WHAT THE EXERCISE ASKS >> Print every one of the following entries word for word, changing nothing.

RECORDS PROVIDED >>
>> begin

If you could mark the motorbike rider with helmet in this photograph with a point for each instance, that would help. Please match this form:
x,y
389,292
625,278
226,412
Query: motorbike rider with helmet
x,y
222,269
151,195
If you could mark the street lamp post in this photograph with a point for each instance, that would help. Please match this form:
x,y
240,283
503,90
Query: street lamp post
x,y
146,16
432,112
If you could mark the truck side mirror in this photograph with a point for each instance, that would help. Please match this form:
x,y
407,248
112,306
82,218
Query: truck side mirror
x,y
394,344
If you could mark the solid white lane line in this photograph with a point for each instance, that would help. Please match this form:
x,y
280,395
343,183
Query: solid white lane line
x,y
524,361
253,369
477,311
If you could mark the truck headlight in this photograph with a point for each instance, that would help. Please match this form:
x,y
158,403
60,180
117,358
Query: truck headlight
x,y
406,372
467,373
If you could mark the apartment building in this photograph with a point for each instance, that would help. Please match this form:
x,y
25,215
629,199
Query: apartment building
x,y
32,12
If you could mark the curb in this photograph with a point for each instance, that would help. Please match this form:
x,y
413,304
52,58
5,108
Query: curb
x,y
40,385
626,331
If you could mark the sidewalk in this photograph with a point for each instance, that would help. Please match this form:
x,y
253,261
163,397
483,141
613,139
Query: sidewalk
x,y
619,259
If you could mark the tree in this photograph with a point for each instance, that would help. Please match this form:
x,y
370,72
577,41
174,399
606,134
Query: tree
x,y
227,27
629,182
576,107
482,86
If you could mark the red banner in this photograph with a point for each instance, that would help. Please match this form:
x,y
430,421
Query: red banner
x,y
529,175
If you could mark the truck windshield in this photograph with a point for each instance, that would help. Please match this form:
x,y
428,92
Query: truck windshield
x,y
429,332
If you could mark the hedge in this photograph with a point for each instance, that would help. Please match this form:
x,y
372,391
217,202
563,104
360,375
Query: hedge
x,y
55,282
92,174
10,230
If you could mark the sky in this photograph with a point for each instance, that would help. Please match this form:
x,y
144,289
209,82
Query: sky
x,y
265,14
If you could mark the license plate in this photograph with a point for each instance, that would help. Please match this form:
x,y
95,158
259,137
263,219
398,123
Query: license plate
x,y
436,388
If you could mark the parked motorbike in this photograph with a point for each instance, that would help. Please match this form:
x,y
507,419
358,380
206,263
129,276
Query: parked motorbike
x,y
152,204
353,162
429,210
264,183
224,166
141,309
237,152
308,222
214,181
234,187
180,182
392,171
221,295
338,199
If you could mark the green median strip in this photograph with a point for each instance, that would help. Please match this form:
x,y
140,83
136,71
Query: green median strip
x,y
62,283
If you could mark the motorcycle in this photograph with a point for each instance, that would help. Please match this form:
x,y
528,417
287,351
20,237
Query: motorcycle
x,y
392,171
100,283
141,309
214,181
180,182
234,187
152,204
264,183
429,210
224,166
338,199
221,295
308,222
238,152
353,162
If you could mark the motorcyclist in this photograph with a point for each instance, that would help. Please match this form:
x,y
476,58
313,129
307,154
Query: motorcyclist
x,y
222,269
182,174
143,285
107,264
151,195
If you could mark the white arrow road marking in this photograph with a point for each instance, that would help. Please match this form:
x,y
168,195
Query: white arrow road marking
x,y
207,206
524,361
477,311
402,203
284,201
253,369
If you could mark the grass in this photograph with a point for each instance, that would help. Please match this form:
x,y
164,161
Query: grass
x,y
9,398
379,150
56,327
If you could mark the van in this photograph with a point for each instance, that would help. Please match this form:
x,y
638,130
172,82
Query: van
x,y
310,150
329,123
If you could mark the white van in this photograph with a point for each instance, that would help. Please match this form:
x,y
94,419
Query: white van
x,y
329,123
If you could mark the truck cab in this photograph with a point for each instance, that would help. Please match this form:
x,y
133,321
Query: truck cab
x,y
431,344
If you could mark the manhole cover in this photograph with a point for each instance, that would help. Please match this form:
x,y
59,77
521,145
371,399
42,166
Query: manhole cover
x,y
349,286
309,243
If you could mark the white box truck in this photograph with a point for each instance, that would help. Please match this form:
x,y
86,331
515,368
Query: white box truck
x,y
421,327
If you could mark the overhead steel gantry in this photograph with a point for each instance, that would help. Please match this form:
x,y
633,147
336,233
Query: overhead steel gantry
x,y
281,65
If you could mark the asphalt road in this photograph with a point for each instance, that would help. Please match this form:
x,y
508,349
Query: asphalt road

>> end

EXPECTED ANSWER >>
If you could mark the motorbike rider with helmet in this photograph with a point for each instance, that would help. Please match this form:
x,y
389,292
625,278
226,412
Query: motorbike rider with helmet
x,y
222,269
151,195
If you could mark the street lamp post in this photograph with a point for each instance, that would help. Please match this form:
x,y
240,283
503,90
Query: street lamp post
x,y
146,16
432,112
If you could mark the truck side mirror in this photograph with a point for each instance, that would help. Please match this form:
x,y
407,248
112,306
82,218
Query: truck side mirror
x,y
394,344
If you could mark the solid white lane line in this photograph with a point for each instance, that would help. Please match this form:
x,y
280,395
343,183
Query: solid white lane line
x,y
524,361
253,369
477,311
If you could mark the truck headlight in this photograph with a point for each instance, that would help. Please match this form:
x,y
158,403
60,180
117,358
Query: truck headlight
x,y
406,372
467,373
If you could mark the apartment building in this photograph with a point for each instance, that would help. Please match this form:
x,y
25,215
629,199
Query: apartment building
x,y
32,12
If you could mark the curb in this photograph with a point for each instance, that would help. Please match this form:
x,y
413,304
52,58
5,108
Query: curb
x,y
40,385
626,331
If you could mark the sidewalk in this photograph with a point for each instance, that would help. Please match this form:
x,y
253,261
163,397
483,141
613,139
Query: sidewalk
x,y
619,259
If you could mark the tree in this photograph with a point for each instance, that would help. Please match this form:
x,y
370,72
577,41
174,399
606,134
Query: tree
x,y
227,27
629,182
576,107
482,86
If you could mark the red banner in this photograph with a point for each instance, that would help. Please match this form:
x,y
430,421
Query: red banner
x,y
529,175
If you could mark the truck windshield in this photograph with a point for each instance, that would help. Please match this form:
x,y
428,92
Query: truck windshield
x,y
429,332
If you could mark the hedge in this photograph with a point for each instance, that would help. Please match this form:
x,y
372,391
217,202
563,104
360,375
Query: hedge
x,y
55,282
92,174
10,230
If you could mark the sky in this photograph with a point for each instance, that would help. Please match this form:
x,y
144,289
209,82
Query: sky
x,y
265,14
If you could mark the license plate in this photograph with a point for each instance, that would help. Please match this form:
x,y
95,158
259,137
263,219
398,123
Query: license plate
x,y
436,388
If you could mark the parked motorbike in this photograph with a point for each instance, that would help. Please match this form:
x,y
507,419
358,380
206,263
129,276
Query: parked motorbike
x,y
152,204
353,162
429,210
264,183
224,166
141,309
237,152
308,222
214,181
234,187
180,182
392,171
221,295
338,199
If you could mark the green median strip in this photograph with a point for each instance, that would help. Please match this form:
x,y
140,83
136,71
Query: green median strip
x,y
62,283
If you could mark the motorcycle in this photograph with a point for each instance, that would help. Please match this form:
x,y
528,417
287,351
20,237
Query: motorcycle
x,y
392,171
100,283
141,309
214,181
180,182
234,187
152,204
264,183
429,210
224,166
338,199
221,295
308,222
238,152
353,162
If you could mark the motorcyclist in this photograph with a point for each instance, that would help. Please match this form:
x,y
476,58
313,129
307,154
Query: motorcyclist
x,y
222,269
182,174
143,285
107,264
151,195
If you could mark the white arrow road marking in this photograph with a point for each instance, that would help. Please match this form:
x,y
168,195
Query: white arrow road marking
x,y
207,206
524,361
477,311
402,203
284,201
253,369
If you could mark the grass in this photograph with a point for each instance, that would help. Please match this form:
x,y
164,161
Query: grass
x,y
9,398
379,150
56,327
If you could mark the van in this photograph with a point for each instance, that would help. Please match this form:
x,y
638,130
172,82
Query: van
x,y
310,150
329,123
If you could mark the white van in this photograph with a point for each instance, that would help. Please match this form:
x,y
94,419
Query: white van
x,y
329,123
If you could mark the truck cab in this photograph with a point for each instance, that would help. Please match this form:
x,y
133,321
Query: truck cab
x,y
431,344
If you could mark the manhole cover in this photograph with a point for each instance, that would help. Please match this form:
x,y
59,77
521,145
371,399
42,166
Query: manhole cover
x,y
349,286
309,243
If you could mark the white box truck in this photograph with a point for each instance, that would help. Please match this form:
x,y
86,331
515,368
Query: white box truck
x,y
421,327
If you could mark the overhead steel gantry in this photograph with a point for each instance, that would help. Please match this form:
x,y
633,147
336,233
Query: overhead steel gantry
x,y
281,65
If you could mark the asphalt road in this photograph with a point for each instance, that would help. Please match this form:
x,y
508,349
Query: asphalt road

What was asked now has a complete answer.